**Data records**
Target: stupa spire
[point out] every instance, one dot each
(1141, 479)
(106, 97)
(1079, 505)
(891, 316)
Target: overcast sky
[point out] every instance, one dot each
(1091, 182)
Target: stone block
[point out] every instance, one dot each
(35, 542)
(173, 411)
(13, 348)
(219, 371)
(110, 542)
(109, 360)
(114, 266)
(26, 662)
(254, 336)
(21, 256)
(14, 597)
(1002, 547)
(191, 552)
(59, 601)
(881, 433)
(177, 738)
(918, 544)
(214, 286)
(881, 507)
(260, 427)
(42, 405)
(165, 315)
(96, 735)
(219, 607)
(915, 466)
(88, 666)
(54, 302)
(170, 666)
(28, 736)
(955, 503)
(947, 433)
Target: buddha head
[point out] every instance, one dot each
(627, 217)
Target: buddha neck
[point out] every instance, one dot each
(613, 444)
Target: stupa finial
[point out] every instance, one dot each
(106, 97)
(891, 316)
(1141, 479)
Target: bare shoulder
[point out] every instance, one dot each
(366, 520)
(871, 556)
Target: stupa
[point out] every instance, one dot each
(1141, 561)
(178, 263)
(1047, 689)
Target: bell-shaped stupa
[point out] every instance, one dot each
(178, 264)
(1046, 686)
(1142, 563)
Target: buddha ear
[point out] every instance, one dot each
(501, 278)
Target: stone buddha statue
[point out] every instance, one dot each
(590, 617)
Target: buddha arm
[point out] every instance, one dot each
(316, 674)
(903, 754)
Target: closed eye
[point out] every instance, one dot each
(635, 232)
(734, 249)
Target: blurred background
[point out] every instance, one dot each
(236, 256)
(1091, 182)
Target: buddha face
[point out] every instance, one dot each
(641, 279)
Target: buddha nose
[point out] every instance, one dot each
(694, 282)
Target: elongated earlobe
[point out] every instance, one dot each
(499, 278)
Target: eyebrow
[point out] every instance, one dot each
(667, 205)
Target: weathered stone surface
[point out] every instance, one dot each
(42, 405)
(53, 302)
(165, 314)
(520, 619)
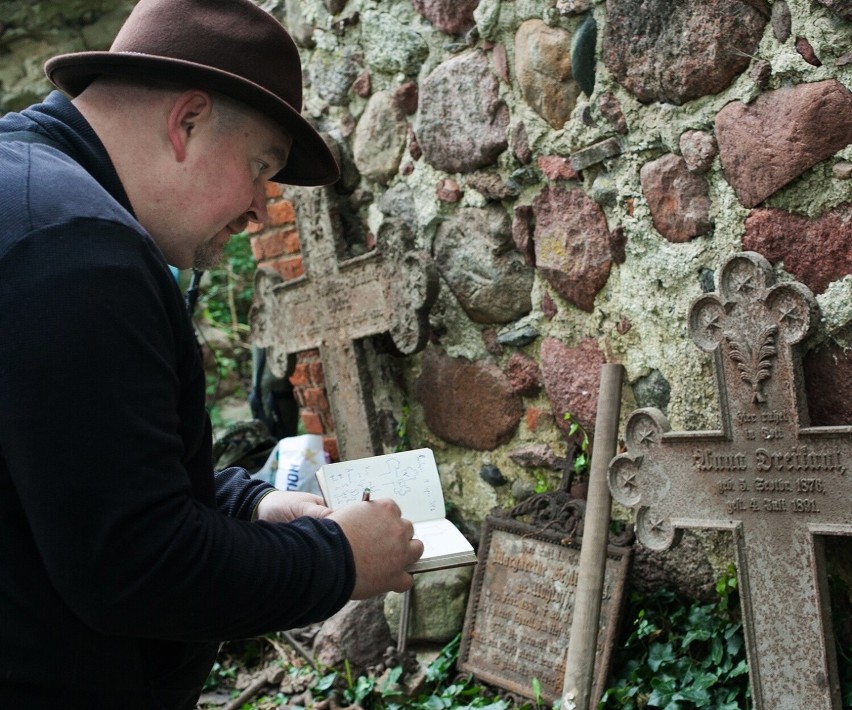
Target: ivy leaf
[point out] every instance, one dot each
(658, 654)
(717, 651)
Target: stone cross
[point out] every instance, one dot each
(337, 303)
(777, 483)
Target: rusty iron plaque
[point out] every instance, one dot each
(777, 483)
(519, 613)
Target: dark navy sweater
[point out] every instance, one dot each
(123, 559)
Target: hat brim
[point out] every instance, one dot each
(311, 162)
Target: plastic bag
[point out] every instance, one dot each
(293, 464)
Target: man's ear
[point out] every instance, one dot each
(189, 110)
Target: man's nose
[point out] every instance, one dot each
(257, 212)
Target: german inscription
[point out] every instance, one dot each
(777, 483)
(521, 605)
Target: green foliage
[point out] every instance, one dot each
(443, 688)
(582, 461)
(402, 435)
(227, 295)
(682, 654)
(224, 302)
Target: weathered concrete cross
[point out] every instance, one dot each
(336, 304)
(777, 483)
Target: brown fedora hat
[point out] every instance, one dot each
(229, 46)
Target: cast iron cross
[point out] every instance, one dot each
(777, 483)
(338, 303)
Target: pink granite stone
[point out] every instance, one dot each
(816, 251)
(766, 144)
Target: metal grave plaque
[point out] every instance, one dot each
(777, 483)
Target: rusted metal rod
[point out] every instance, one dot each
(582, 645)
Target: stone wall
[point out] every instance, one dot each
(577, 170)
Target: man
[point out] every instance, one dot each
(123, 559)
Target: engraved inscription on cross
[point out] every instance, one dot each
(777, 483)
(338, 303)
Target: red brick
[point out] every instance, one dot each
(312, 422)
(317, 375)
(256, 249)
(292, 245)
(315, 398)
(276, 243)
(281, 212)
(289, 267)
(329, 444)
(274, 190)
(327, 421)
(299, 395)
(300, 376)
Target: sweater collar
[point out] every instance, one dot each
(58, 118)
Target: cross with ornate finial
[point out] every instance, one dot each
(777, 483)
(340, 302)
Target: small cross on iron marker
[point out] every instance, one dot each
(778, 484)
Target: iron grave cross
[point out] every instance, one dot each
(338, 303)
(777, 483)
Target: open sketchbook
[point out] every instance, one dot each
(411, 479)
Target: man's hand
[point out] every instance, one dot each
(382, 544)
(286, 506)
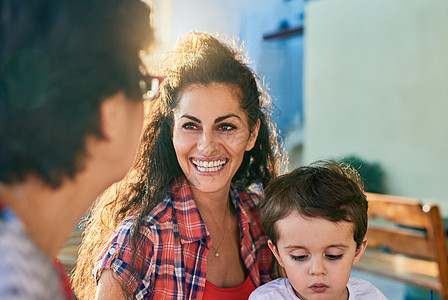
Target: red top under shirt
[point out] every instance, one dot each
(240, 292)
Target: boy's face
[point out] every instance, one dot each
(317, 255)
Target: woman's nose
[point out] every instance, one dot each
(207, 143)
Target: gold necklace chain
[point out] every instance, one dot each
(222, 239)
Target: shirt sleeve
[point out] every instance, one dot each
(128, 257)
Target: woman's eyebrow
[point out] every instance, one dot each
(191, 118)
(219, 119)
(225, 117)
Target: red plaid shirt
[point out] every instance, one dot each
(169, 260)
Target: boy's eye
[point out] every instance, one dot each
(333, 257)
(189, 126)
(227, 127)
(299, 257)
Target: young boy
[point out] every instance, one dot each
(316, 220)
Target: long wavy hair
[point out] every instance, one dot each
(198, 59)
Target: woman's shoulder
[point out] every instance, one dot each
(160, 214)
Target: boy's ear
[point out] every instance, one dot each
(360, 251)
(275, 252)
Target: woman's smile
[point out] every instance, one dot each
(210, 135)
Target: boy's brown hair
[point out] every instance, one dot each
(324, 189)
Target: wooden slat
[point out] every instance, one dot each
(406, 241)
(413, 271)
(415, 241)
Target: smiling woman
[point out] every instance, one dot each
(184, 223)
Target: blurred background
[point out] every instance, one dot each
(356, 81)
(363, 82)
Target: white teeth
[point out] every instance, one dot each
(209, 166)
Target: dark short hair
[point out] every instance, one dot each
(324, 189)
(59, 59)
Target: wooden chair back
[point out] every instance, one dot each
(406, 242)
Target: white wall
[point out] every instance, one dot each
(278, 62)
(376, 85)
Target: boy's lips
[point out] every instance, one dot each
(318, 287)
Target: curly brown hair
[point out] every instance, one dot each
(200, 59)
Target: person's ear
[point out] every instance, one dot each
(360, 251)
(110, 111)
(274, 250)
(253, 136)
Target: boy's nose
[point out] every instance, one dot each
(317, 267)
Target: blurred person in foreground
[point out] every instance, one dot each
(71, 114)
(184, 223)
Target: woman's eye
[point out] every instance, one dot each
(334, 257)
(227, 127)
(189, 126)
(299, 257)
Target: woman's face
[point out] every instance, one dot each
(210, 135)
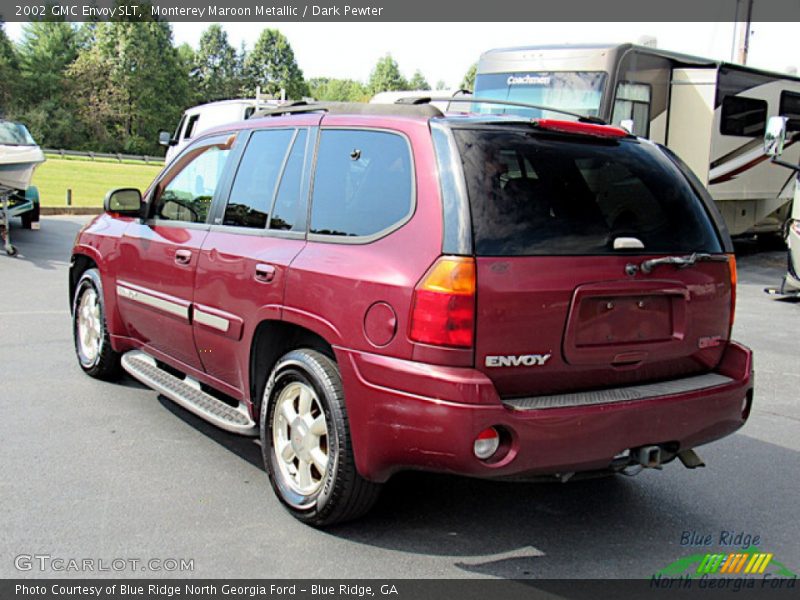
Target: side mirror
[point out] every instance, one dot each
(165, 139)
(775, 136)
(124, 201)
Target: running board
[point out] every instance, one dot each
(187, 393)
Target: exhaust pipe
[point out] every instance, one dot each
(648, 456)
(690, 459)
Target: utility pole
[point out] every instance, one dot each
(741, 34)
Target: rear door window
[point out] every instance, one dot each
(253, 188)
(363, 183)
(539, 194)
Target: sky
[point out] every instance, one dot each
(444, 51)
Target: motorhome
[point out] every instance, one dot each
(712, 114)
(200, 118)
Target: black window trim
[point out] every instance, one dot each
(218, 219)
(722, 121)
(223, 185)
(218, 208)
(361, 239)
(789, 126)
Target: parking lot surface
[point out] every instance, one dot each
(106, 471)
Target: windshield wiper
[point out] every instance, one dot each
(681, 261)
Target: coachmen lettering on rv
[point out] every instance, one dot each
(711, 114)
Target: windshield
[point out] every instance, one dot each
(15, 134)
(577, 92)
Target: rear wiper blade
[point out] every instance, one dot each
(681, 261)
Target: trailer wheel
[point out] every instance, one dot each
(29, 218)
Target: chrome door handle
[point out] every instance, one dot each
(183, 257)
(264, 273)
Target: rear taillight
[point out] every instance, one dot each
(732, 271)
(443, 311)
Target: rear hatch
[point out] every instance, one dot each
(564, 226)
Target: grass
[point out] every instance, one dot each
(89, 181)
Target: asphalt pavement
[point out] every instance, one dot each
(106, 471)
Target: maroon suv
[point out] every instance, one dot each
(377, 288)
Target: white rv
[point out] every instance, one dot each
(712, 114)
(199, 118)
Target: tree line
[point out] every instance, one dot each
(112, 86)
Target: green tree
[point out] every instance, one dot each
(418, 82)
(215, 72)
(46, 51)
(271, 65)
(468, 83)
(8, 69)
(386, 77)
(128, 85)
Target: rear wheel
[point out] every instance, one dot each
(306, 443)
(92, 341)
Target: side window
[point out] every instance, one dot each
(178, 130)
(744, 117)
(254, 186)
(190, 127)
(633, 102)
(790, 107)
(285, 214)
(363, 182)
(187, 195)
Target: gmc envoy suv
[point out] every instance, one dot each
(377, 288)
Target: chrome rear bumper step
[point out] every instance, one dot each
(623, 394)
(187, 393)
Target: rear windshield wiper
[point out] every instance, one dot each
(681, 261)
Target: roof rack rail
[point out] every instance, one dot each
(350, 108)
(421, 100)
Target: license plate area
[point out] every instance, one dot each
(625, 322)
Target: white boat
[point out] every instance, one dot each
(19, 156)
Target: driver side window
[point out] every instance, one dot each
(188, 194)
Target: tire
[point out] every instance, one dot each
(90, 331)
(303, 421)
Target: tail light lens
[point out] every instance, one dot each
(443, 311)
(734, 279)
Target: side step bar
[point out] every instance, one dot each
(187, 393)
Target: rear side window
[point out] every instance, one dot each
(744, 117)
(550, 195)
(256, 178)
(363, 183)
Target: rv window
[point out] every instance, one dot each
(633, 102)
(256, 178)
(790, 107)
(288, 205)
(743, 117)
(191, 126)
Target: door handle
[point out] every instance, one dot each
(183, 257)
(264, 273)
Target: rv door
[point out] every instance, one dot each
(691, 117)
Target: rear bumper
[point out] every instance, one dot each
(395, 425)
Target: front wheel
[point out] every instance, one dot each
(92, 341)
(306, 443)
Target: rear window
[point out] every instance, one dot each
(534, 194)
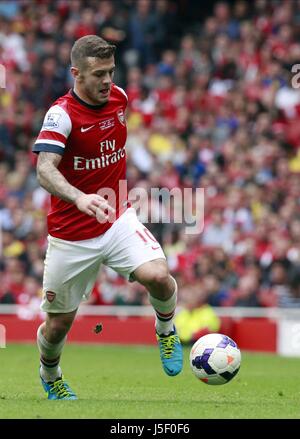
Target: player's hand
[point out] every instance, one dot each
(94, 205)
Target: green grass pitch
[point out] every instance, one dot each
(118, 382)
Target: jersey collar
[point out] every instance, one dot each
(92, 107)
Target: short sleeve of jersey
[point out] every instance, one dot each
(124, 95)
(55, 131)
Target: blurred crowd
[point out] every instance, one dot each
(214, 103)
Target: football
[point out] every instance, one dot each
(215, 359)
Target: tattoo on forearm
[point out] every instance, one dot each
(51, 179)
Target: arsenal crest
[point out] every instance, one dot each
(121, 116)
(50, 296)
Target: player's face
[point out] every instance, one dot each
(96, 80)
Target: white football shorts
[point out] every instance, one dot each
(71, 267)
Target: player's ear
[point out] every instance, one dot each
(75, 73)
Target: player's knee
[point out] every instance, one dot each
(57, 329)
(159, 276)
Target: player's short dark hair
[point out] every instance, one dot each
(90, 46)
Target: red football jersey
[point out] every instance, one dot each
(91, 140)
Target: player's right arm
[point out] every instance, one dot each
(50, 146)
(51, 179)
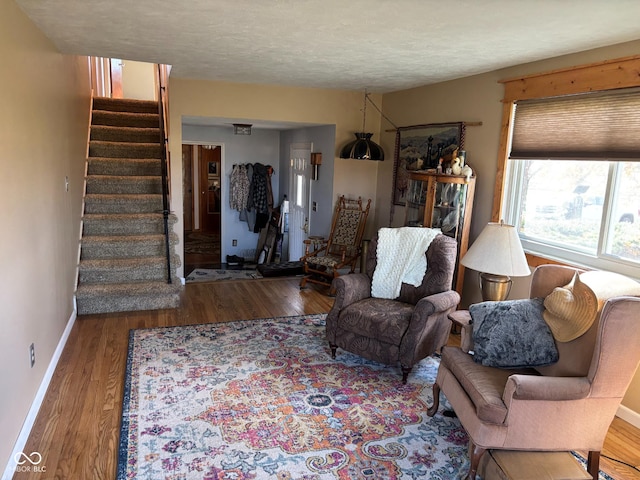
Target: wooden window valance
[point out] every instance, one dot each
(588, 126)
(602, 76)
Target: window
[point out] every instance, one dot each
(573, 178)
(584, 212)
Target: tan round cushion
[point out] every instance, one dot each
(572, 309)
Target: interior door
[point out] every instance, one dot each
(210, 193)
(116, 78)
(299, 195)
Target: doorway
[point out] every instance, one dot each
(299, 193)
(202, 194)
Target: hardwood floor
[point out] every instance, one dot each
(77, 429)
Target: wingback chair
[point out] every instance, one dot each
(568, 405)
(402, 330)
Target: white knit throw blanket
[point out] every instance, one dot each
(401, 259)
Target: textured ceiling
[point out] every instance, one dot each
(380, 45)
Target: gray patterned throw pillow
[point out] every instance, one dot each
(512, 334)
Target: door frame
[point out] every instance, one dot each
(224, 185)
(294, 226)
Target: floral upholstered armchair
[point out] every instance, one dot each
(404, 329)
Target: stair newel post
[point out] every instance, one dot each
(163, 160)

**STATED GOAL**
Quote the lines of the listing above that run from the line with "Target: doorway" through its last line, both included, and nothing else.

**THE REPLY**
Target: doorway
[point out] every instance, one dot each
(299, 193)
(202, 194)
Target: hardwood floor
[point out] every instance, one dot each
(77, 429)
Target: wingback chair
[point out] every instance, one dot each
(568, 405)
(402, 330)
Target: white knit throw blanket
[point out] every instance, one dot each
(401, 259)
Target: textured ceiling
[point out] every instance, one dot each
(380, 45)
Target: gray patterned throw pillow
[point out] every instance, one dot each
(512, 334)
Target: door frame
[point out] every instance, one dot each
(224, 185)
(294, 226)
Target: floral upholstered armchair
[point out] every instance, one dot each
(404, 329)
Target: stair newel post
[point out] every instance, one dot each
(163, 160)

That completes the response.